Kapitel 1 (69-118) zu "Kirchenpolitische Entwicklungen von dem Ende des Konzils von Chalkedon (451) bis zum Anfang des Aufstandes von Vitalian (513)" ist ein nach 2005 entstandenes Kapitel, das die historischen Hintergründe und Entwicklungen beleuchtet, die zur chalkedonischen Wende im Jahre 518 führten. Kapitel 2 "Die Vorbereitung der prochalkedonischen Wende" (119-148) beginnt mit dem Aufstand Vitalians, der Bildung einer prochalkedonischen Gruppe am kaiserlichen Hof und kirchenpolitischen Analysen zu den wichtigsten Akteuren. Die Nachfolge des Anastasius und die Versöhnung mit Rom werden kurz abgehandelt bevor Grazianskij eine Periodisierung der Religionspolitik Justinians vorschlägt, obwohl er diese Politik ansonsten noch gar nicht vorgestellt hat. Eine Einarbeitung der Anastasius-Büchern von Fiona Haarer (2006) und Mischa Meier (2009) wie auch weiterer neuerer Literatur unterbleibt.
In Kapitel 3 "Die Rolle Theodoras in der Religionspolitik Justinians" (149-168) setzt sich Grazianskij kritisch mit den Quellen auseinander und legt überzeugend die "Zweideutigkeit der Stellung Theodoras" für die kaiserliche Religionspolitik dar (166). Allerdings irritiert auch hier, dass Grazianskij einleitend (149-154) einen veralteten Forschungsstand präsentiert, z.B. Diehl (1901) und Rubin (1960) ausführlich zitiert und seinen Forschungsüberblick mit Bridges Theodora-Buch (1978/dt. Übersetzung 1980) beendet. Der Überblick wird dem neueren Forschungsstand zu Theodora in keiner Weise gerecht, aber selbst die Forschung des ausgehenden 20. Jahrhunderts wird nicht adäquat wiedergegeben, da neben Aufsätzen von Clive Foss und Charles Pazdernik z.B. auch ein so kluges Theodora-Buch wie das von Hans-Georg Beck von 1986 fehlt.
Kapitel 4 "Die Religionspolitik Justinians in den Jahren 532-536" (169-194) beginnt mit dem Religionsgespräch des Jahres 532 und Grazianskij hält richtigerweise fest, dass der Kaiser hier Kompromissvorschläge aufzeigte, die seine Religionspolitik der nächsten zwanzig Jahre prägen sollten (170). Grazianskij diskutiert, wie Justinian auf theopaschitischer Grundlage mit den Nichtchalkedoniern verhandelte, aber gleichzeitig bemüht war, den Papst mit ins Boot zu holen. In der klugen Quellenanalyse, wie und warum die Versöhnung nach der Ankunft von Papst Agapetus in Konstantinopel scheiterte, stört wiederum die fehlende Überarbeitung inklusive Auseinandersetzung mit der nach 2005 erschienenen Literatur.

#### [Erfasste Daten]
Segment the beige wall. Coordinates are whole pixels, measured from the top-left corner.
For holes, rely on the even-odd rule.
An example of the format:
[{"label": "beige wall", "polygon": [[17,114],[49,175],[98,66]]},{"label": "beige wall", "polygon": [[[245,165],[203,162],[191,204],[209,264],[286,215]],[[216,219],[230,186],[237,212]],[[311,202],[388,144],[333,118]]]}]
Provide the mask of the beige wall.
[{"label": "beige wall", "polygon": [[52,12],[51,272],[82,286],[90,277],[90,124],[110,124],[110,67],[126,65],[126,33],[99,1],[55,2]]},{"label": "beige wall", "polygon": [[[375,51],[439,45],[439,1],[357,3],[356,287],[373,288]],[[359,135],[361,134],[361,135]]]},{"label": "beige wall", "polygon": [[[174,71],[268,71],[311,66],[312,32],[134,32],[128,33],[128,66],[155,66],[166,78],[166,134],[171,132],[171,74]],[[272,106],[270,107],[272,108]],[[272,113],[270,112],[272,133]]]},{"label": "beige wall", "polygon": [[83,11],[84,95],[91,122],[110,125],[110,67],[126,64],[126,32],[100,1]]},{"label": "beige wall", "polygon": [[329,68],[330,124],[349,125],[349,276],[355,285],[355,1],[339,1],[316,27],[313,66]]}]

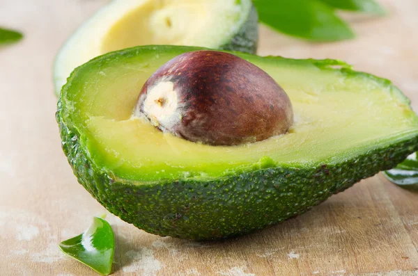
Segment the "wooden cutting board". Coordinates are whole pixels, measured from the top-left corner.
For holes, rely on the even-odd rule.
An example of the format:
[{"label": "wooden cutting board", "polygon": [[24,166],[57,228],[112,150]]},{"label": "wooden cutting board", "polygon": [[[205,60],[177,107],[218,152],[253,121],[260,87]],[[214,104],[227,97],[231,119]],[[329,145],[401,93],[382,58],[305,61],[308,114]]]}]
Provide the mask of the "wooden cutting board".
[{"label": "wooden cutting board", "polygon": [[[105,1],[0,0],[0,25],[24,31],[0,49],[0,275],[95,275],[58,243],[104,209],[61,152],[52,64],[72,30]],[[418,1],[381,1],[385,18],[348,17],[357,40],[310,44],[261,28],[259,54],[339,58],[387,77],[418,107]],[[219,242],[161,238],[111,215],[114,275],[418,275],[418,193],[378,175],[312,211]]]}]

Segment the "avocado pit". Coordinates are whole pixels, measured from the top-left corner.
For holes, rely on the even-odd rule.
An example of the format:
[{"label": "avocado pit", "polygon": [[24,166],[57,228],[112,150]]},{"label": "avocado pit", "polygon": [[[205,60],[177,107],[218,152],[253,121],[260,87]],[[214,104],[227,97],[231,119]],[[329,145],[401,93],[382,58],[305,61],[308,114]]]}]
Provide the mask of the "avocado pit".
[{"label": "avocado pit", "polygon": [[291,101],[266,72],[236,56],[215,51],[181,54],[145,83],[134,115],[184,139],[236,145],[285,133]]}]

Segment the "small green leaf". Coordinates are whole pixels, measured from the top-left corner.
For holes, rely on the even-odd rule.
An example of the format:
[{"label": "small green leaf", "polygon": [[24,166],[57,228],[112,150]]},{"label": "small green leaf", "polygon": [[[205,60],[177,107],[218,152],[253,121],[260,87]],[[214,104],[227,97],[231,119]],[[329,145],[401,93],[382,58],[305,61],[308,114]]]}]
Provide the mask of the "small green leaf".
[{"label": "small green leaf", "polygon": [[23,35],[21,33],[0,28],[0,44],[17,42],[22,38],[23,38]]},{"label": "small green leaf", "polygon": [[414,153],[396,168],[387,170],[383,174],[395,184],[404,188],[418,188],[418,159]]},{"label": "small green leaf", "polygon": [[318,0],[254,0],[260,21],[288,35],[317,42],[351,39],[350,26]]},{"label": "small green leaf", "polygon": [[102,218],[95,217],[87,230],[63,241],[59,247],[65,254],[102,275],[111,272],[115,238],[111,227]]},{"label": "small green leaf", "polygon": [[374,0],[320,0],[341,10],[384,15],[386,10]]}]

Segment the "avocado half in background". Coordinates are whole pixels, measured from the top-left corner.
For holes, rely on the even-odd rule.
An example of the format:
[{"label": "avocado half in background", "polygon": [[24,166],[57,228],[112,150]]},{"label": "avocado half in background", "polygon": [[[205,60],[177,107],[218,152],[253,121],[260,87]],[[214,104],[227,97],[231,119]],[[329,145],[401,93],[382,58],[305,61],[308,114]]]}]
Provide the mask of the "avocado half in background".
[{"label": "avocado half in background", "polygon": [[258,15],[251,0],[114,0],[64,44],[55,93],[72,70],[102,54],[139,45],[199,46],[254,54]]},{"label": "avocado half in background", "polygon": [[78,181],[148,232],[196,240],[249,233],[302,213],[418,149],[418,117],[390,81],[337,60],[232,54],[287,92],[290,131],[235,146],[163,133],[132,117],[167,61],[201,48],[138,47],[77,68],[56,113]]}]

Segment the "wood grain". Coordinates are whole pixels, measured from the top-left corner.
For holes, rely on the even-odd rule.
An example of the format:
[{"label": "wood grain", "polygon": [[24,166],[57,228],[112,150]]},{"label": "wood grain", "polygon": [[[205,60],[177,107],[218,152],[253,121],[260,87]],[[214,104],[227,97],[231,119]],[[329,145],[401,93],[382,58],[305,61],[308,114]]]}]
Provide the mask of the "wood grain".
[{"label": "wood grain", "polygon": [[[0,1],[0,24],[26,35],[0,49],[0,275],[96,275],[57,246],[105,210],[61,152],[51,76],[60,45],[104,2]],[[310,44],[263,27],[259,54],[345,60],[393,80],[417,110],[418,2],[382,2],[389,17],[344,15],[355,40]],[[161,238],[107,218],[116,275],[418,275],[418,193],[381,175],[303,216],[219,242]]]}]

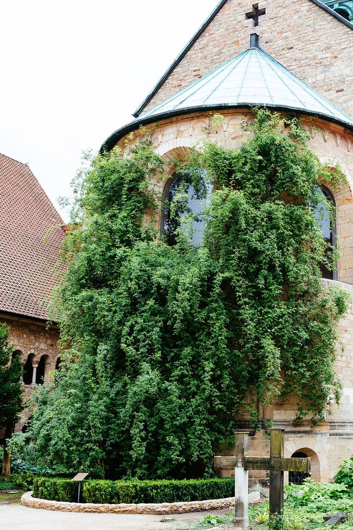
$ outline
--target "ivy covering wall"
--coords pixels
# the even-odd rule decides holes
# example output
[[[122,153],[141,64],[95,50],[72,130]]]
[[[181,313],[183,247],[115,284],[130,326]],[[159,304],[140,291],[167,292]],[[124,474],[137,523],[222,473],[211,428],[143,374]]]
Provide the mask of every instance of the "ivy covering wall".
[[[348,299],[323,287],[319,263],[337,256],[314,213],[320,180],[337,187],[341,175],[307,143],[295,119],[261,110],[239,148],[192,153],[179,172],[200,196],[214,187],[196,248],[187,219],[174,246],[142,222],[160,199],[148,141],[93,160],[76,183],[53,303],[66,354],[14,455],[56,472],[212,476],[237,416],[256,425],[295,392],[298,418],[322,419],[340,395],[336,326]],[[182,186],[172,213],[186,200]]]

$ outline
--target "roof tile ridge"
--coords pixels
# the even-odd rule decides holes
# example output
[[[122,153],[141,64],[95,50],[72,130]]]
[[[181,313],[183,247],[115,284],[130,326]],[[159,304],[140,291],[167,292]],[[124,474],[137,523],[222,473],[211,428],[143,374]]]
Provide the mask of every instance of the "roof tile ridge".
[[[4,153],[0,153],[0,156],[3,156],[5,158],[8,158],[8,160],[12,160],[13,162],[16,162],[16,164],[21,164],[21,165],[24,166],[25,167],[29,167],[28,164],[26,164],[25,162],[21,162],[21,160],[14,158],[13,157],[5,155]]]
[[[34,173],[32,171],[32,170],[31,169],[31,168],[30,168],[30,166],[29,165],[29,164],[25,164],[24,162],[21,162],[20,160],[16,160],[16,158],[14,158],[12,156],[8,156],[7,155],[5,155],[3,153],[0,153],[0,156],[3,156],[4,158],[7,158],[8,160],[12,160],[13,162],[16,162],[16,164],[20,164],[23,167],[23,169],[26,171],[28,171],[28,172],[29,172],[30,173],[31,176],[33,177],[33,179],[34,179],[34,181],[35,182],[35,184],[39,188],[40,191],[42,192],[43,195],[46,198],[46,199],[47,201],[47,202],[49,203],[49,205],[51,207],[52,209],[54,210],[54,211],[55,212],[55,213],[57,215],[57,216],[58,216],[58,217],[59,218],[58,220],[61,222],[61,224],[62,224],[62,225],[65,224],[64,221],[62,218],[61,217],[61,216],[60,215],[60,214],[59,213],[59,212],[57,210],[56,208],[55,207],[55,206],[54,204],[53,204],[52,201],[51,201],[51,200],[48,197],[48,195],[47,194],[47,192],[46,192],[46,190],[44,189],[44,188],[43,188],[43,187],[42,186],[42,185],[39,182],[39,181],[38,180],[38,179],[36,177],[35,175],[34,174]]]

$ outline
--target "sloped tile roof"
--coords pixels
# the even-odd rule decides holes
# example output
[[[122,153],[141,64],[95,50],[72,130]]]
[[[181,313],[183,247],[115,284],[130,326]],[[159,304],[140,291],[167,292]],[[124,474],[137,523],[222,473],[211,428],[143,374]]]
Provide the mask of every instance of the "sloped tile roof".
[[[62,224],[29,167],[0,154],[0,311],[47,319]]]

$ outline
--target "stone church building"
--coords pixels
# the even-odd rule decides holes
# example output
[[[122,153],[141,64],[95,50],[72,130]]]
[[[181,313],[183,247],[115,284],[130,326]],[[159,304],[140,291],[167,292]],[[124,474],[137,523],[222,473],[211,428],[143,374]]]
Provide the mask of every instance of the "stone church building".
[[[22,361],[25,399],[60,363],[59,330],[48,326],[47,309],[63,226],[28,166],[0,154],[0,322]],[[25,411],[16,431],[26,417]],[[4,436],[0,426],[0,445]]]
[[[339,192],[322,186],[336,211],[336,225],[328,219],[324,236],[334,245],[337,238],[342,246],[337,272],[322,272],[323,281],[339,282],[353,295],[353,24],[342,9],[343,3],[326,3],[336,11],[318,0],[256,4],[222,0],[139,107],[135,119],[112,134],[102,148],[118,145],[128,153],[146,129],[151,130],[169,175],[155,185],[166,198],[179,178],[168,163],[182,161],[206,138],[227,138],[229,146],[239,145],[241,124],[252,119],[251,106],[301,116],[321,161],[328,166],[339,163],[347,176],[348,183]],[[344,3],[348,12],[349,3]],[[215,112],[224,121],[211,127],[210,113]],[[162,232],[161,204],[156,222]],[[344,386],[339,407],[332,407],[332,414],[314,428],[310,418],[294,421],[295,400],[264,411],[264,417],[285,430],[285,456],[311,457],[312,478],[318,481],[332,480],[339,464],[353,453],[351,311],[340,322],[339,332],[345,346],[337,361]],[[250,454],[268,453],[264,433],[252,434]],[[257,480],[255,473],[252,478]],[[303,477],[289,478],[295,482]]]
[[[347,176],[339,192],[322,187],[337,214],[335,226],[329,221],[323,226],[324,237],[333,244],[337,238],[342,246],[337,272],[322,272],[323,281],[339,282],[353,295],[352,15],[351,0],[222,0],[139,107],[135,119],[104,147],[117,145],[128,153],[144,134],[140,126],[151,129],[166,173],[174,177],[155,183],[161,197],[168,197],[179,178],[169,163],[183,161],[205,138],[225,137],[229,146],[239,145],[241,124],[252,119],[251,107],[301,116],[312,148],[327,165],[339,163]],[[210,127],[214,112],[224,119]],[[25,396],[60,363],[59,331],[47,325],[47,304],[58,281],[65,227],[28,166],[0,155],[0,320],[10,326],[15,354],[22,359]],[[163,231],[161,202],[156,223]],[[339,407],[332,407],[332,414],[314,428],[309,418],[294,421],[294,400],[264,411],[285,430],[285,456],[311,457],[315,480],[332,480],[353,453],[352,312],[339,332],[346,347],[337,361],[344,386]],[[251,434],[250,454],[268,453],[264,433]],[[3,437],[0,429],[0,443]]]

#### [Deine Aufgabe]
Schreib die Buchbesprechung über Justinians Kirchenpolitik im Anschluss an ihren letzten Satz weiter. Die Daten spielen hier keine Rolle.

#### [Deine Antwort]
Bei den nachfolgenden zwei Kapiteln überrascht die Schwerpunktsetzung: während Kapitel 6 "Der Dreikapitelstreit (540-553)" (252-269) sehr komprimiert und z.T. fast stichwortartig die Verurteilung der Drei Kapitel und die Auswirkung dieser Verurteilungen auf die kaiserliche Versöhnungspolitik mit den Nichtchalkedoniern festhält, widmet sich Kapitel 5 ("Die kaiserliche Religionspolitik in den Jahren nach dem Konzil von 536 und der Übergang zum Dreikapitelstreit") auf über 50 Seiten (195-251) dem Weg dorthin sehr ausführlich. Für die meisten seiner Ausführungen hier hat Grazianskij allerdings gute Gründe, denn die christologischen Probleme sind diffizil und die Affäre um Papst Silverius schwierig zu durchschauen. Ein besonderer Fokus liegt dann auf den kaiserlichen Missionsunternehmungen, aber dass allein die Nubienmission substantielle Überarbeitung und Erweiterung nach 2005 erfahren hat, erklärt sich wohl eher aus der Tatsache, dass der Autor dazu in der Zwischenzeit publiziert hat als aus der Zentralität Nubiens für die kaiserliche Religionspolitik. Eine Auseinandersetzung mit der Forschungsliteratur nach 2005 findet ansonsten auch in diesem Kapitel nur in den Fußnoten und selbst hier lediglich in homöopathischen Dosen statt. Im letzten Kapitel "Die Religionspolitik nach der Verurteilung der Drei Kapitel (553-565)" (270-287) plädiert der Autor für einen "melkitischen Antichalkedonismus", den Grazianskij durchaus schlüssig auf den Argumenten seiner zwei vorangehenden Kapitel aufbaut, der aber aufgrund fehlender Auseinandersetzung mit relevanter Forschungsliteratur (z.B. Yonatan Moss, Incorruptible Bodies. Christology, Society and Authority in Late Antiquity (2015)) wenig aussagekräftig bleibt.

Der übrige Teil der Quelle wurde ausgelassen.